DIRECTIVE A:
Answer these questions using the text on the printing apparatus:
(i) According to the text, which time period is equal to or shorter than the first time period?
(ii) In what manner is each piezoelectric element 421 fixed to the stationary plate 423?
(iii) On what is the head control section mounted?
DIRECTIVE B: Write the next part of the text on the printing apparatus, starting after its last sentence.

DOCUMENT:
_ _ _
With the above-described layout of the nozzle rows and the ultraviolet light irradiation units in the carriage 14, the period of time from when the color ink is deposited on the recording medium S to when the ultraviolet light is emitted by the ultraviolet light irradiation unit 160a is defined as a first time period, the period of time from when the clear ink is deposited on the recording medium S to when the ultraviolet light is emitted by the ultraviolet light irradiation unit 160b is defined as a second time period, and the second time period is equal to or shorter than the first time period. The clear ink is cured prior to sufficient leveling after the clear ink has been deposited. Thus, in accordance with the printing apparatus and the printing method of the embodiment, an image with an uneven surface may be formed so as to provide the textured image with a three-dimensional appearance, thereby allowing for an increase in the number of imaging effects provided by the printing apparatus.

FIG. 4 is a cross-sectional view illustrating an ink ejection mechanism in the head unit 150. Here, the structure of a drive unit for ejecting ink from each nozzle in the head unit 150 will be described with reference to the figure.

The drive unit includes a plurality of piezoelectric elements 421, a stationary plate 423 to which a group of the piezoelectric elements 421 is fixed, and a flexible cable 424 for supplying electric power to each of the piezoelectric elements 421. Each of the piezoelectric elements 421 is fixed to the stationary plate 423 in the manner of a so-called cantilever. The stationary plate 423 is a plate-shaped member with rigidity capable of receiving a reaction force from the piezoelectric element 421. The flexible cable 424 is a sheet-shaped wiring substrate with flexibility and is electrically connected to the piezoelectric element 421 at a side face of a fixing end opposite the stationary plate 423. A head control section (not illustrated) which is a control IC for controlling driving of the piezoelectric elements 421 is mounted on a surface of the flexible cable 424. The head control section is provided for each nozzle group of the head.
_ _ _
EXCERPTED RECORDS:
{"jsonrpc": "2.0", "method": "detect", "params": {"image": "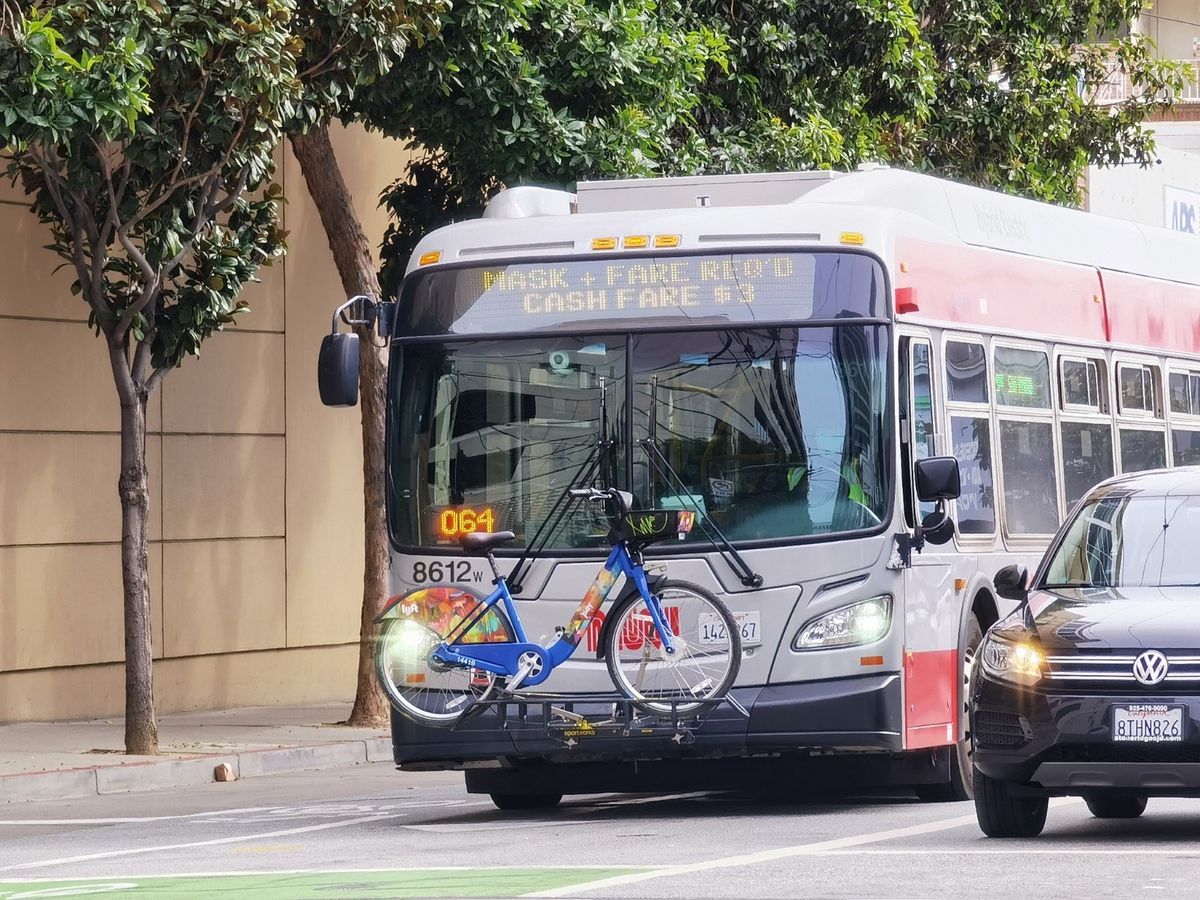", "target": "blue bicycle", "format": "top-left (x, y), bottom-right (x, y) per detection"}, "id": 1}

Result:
_ _ _
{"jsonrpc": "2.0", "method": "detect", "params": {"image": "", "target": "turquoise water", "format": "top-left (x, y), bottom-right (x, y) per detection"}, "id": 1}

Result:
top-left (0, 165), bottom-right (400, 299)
_ _ _
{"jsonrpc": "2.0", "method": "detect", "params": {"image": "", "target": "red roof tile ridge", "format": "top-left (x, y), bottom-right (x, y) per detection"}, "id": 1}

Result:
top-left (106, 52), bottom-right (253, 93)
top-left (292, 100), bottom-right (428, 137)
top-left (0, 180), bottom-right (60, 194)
_ _ _
REPLY A:
(i) The second time period, which runs from when the clear ink is deposited on the recording medium S to when the ultraviolet light is emitted by the ultraviolet light irradiation unit 160b.
(ii) In the manner of a so-called cantilever.
(iii) On a surface of the flexible cable 424.

REPLY B:
A flow path unit 414 includes a flow path forming substrate 415, a nozzle plate 416, and an elastic plate 417, which are integrally stacked such that the flow path forming substrate 415 is sandwiched between the nozzle plate 416 and the elastic plate 417. The nozzle plate 416 is a thin stainless steel plate having nozzles formed therein.

A plurality of cavities serving as pressure chambers 451 and ink supply openings 452 are formed in the flow path forming substrate 415, corresponding to respective nozzles. A reservoir 453 is a liquid storage chamber for supplying ink stored in an ink cartridge to each of the pressure chambers 451. The reservoir 453 communicates with an end of the corresponding pressure chamber 451 via the ink supply opening 452. The ink from the ink cartridge is introduced into the reservoir 453 through an ink supply pipe (not illustrated). The elastic plate 417 includes an island portion 473. A tip of a free end of the piezoelectric element 421 is bonded to the island portion 473.

When a drive signal is supplied to the piezoelectric element 421 via the flexible cable 424, the piezoelectric element 421 extends or contracts so as to expand or contract a volume of the pressure chamber 451. Such variation in the volume of the pressure chamber 451 results in pressure variation of the ink in the pressure chamber 451. This pressure variation of the ink allows the ink to be ejected from the nozzle.

According to the embodiment, the ink is ejected using the piezoelectric element 421. However, the method of ejecting liquid from the nozzle is not limited to this. For example, other methods, such as a method of generating bubbles in the nozzle using heat, may be employed.

FIG. 5 illustrates an example of the drive signal COM generated by the drive signal generation circuit 117. As illustrated in the figure, the drive signal COM is repeatedly generated every repetition period T.

The period T, which is a repetition period, corresponds to a period over which the ink ejection nozzle in the carriage 14 is moved by one pixel relative to the recording medium S in the main scanning direction (first direction). For example, in the case of a print resolution of 360 dpi in the main scanning direction (first direction), the period T corresponds to a period over which the carriage 14 is moved 1/360 inch relative to the recording medium S. Drive pulses PS1 and PS2 in respective sections included in the period T are applied to the piezoelectric element 421 on the basis of pixel data included in print data, thereby allowing a dot to be formed in one pixel.

The drive signal COM has the drive pulse PS1 generated in a section T1 and the drive pulse PS2 generated in a section T2 in the repetition period.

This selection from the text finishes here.